──────── 所附節錄

變數變換:證據方法與頻率方法
Objective
當需要進行變數變換時:
Evidential Inference(證據方法)
在統計推論中,我們常用 likelihood ratio(或其對數,即 support $S$)來衡量資料 $x$ 對不同假設的相對支持程度:
\[ S = \log\frac{L(\theta_1)}{L(\theta_2)}, \]
任何與資料 $x$ 無關的比例常數(例如由參數轉換引入的 Jacobian 部分)則不是我們關注的;這使得在單調轉換下,support $S$ 的排序保持不變,提供一個直觀且不受轉換影響的證據量度。
Frequency Approach(頻率方法)
通常需要根據完整的概率密度函數(pdf)計算 $p$ 值或進行檢定,這就必須在變數轉換時同時正確的轉換 pdf(通過 Jacobian 變換或數值化的方法),從而增加了實現和解釋的複雜性。
Derivation
1. 原始尺度下的 Likelihood
給定資料 $x$ 與參數 \(\theta\),假設其 likelihood 定義為
\[ L(\theta)= f(x\mid \theta), \]
其中 \(f(x\mid \theta)\) 完全反映了資料 $x$ 帶來的信息。注意到 likelihood 僅定義到比例常數,也就是說如果定義
\[ L^*(\theta)= c\cdot L(\theta) \quad (c \text{ 與 } x,\theta \text{ 無關}), \]
那麼在比較不同參數值(例如計算 likelihood ratio)時,常數 $c$ 在分子和分母中會抵消。
2. 相對證據(Support)的定義
比較兩個參數值 \(\theta_1\) 與 \(\theta_2\) 時,我們定義 likelihood ratio 為
\[ \text{LR} = \frac{L(\theta_1)}{L(\theta_2)} = \frac{f(x\mid \theta_1)}{f(x\mid \theta_2)}, \]
並取對數得到 support
\[ S = \log\frac{f(x\mid \theta_1)}{f(x\mid \theta_2)}. \]
這個 $S$ 僅依賴於資料 $x$ 對不同參數值的支持情形。

────────────────
──────── 列表

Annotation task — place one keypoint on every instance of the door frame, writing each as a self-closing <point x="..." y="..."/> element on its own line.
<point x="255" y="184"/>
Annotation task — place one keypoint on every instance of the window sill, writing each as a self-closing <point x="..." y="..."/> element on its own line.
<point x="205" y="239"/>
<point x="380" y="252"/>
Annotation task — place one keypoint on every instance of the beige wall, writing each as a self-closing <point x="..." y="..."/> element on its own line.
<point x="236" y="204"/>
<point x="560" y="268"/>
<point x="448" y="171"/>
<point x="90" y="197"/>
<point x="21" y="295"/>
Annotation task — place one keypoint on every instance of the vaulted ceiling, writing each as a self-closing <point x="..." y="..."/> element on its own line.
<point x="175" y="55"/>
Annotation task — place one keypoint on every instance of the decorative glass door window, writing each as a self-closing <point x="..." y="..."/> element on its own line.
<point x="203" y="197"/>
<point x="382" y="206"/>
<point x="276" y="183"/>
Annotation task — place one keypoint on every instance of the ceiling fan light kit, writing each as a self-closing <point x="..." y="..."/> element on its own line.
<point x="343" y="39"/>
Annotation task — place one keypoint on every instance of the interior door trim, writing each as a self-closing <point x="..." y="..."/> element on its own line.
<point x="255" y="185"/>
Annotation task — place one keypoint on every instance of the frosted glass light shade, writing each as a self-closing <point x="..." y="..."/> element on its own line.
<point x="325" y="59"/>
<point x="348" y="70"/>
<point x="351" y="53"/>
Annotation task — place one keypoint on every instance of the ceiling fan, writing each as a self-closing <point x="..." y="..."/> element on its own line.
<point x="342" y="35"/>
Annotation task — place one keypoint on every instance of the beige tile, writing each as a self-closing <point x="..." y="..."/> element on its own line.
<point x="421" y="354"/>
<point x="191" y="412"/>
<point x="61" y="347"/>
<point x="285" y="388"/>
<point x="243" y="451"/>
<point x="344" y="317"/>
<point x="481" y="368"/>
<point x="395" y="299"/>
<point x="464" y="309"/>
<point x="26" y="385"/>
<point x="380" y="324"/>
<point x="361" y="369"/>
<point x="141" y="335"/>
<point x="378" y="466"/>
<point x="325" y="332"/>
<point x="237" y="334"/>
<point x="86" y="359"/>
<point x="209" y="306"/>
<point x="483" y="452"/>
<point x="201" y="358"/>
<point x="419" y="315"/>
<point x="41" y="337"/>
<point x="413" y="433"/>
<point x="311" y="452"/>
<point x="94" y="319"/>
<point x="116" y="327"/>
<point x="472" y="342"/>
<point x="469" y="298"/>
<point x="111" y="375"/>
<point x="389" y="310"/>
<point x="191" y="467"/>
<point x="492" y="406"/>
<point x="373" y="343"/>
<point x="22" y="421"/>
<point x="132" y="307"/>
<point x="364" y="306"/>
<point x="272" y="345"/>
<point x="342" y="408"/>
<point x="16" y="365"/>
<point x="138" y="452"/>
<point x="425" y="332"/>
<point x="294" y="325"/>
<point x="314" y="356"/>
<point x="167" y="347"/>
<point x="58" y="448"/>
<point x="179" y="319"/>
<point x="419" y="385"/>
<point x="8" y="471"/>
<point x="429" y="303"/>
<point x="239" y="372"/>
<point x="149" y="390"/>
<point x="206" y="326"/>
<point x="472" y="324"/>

────────────────

把變數變換那篇節錄裡從「在統計推論中,我們常用 likelihood ratio(或其對數,即」到「pdf(通過 Jacobian 變換或數值化的方法),從而增加了實現和解釋的複雜性。」這一段一字不改地照抄下來。 列表中的材料與節錄互不相干,應分開看待。

> 解答
在統計推論中,我們常用 likelihood ratio(或其對數,即 support $S$)來衡量資料 $x$ 對不同假設的相對支持程度:
\[ S = \log\frac{L(\theta_1)}{L(\theta_2)}, \]
任何與資料 $x$ 無關的比例常數(例如由參數轉換引入的 Jacobian 部分)則不是我們關注的;這使得在單調轉換下,support $S$ 的排序保持不變,提供一個直觀且不受轉換影響的證據量度。
Frequency Approach(頻率方法)
通常需要根據完整的概率密度函數(pdf)計算 $p$ 值或進行檢定,這就必須在變數轉換時同時正確的轉換 pdf(通過 Jacobian 變換或數值化的方法),從而增加了實現和解釋的複雜性。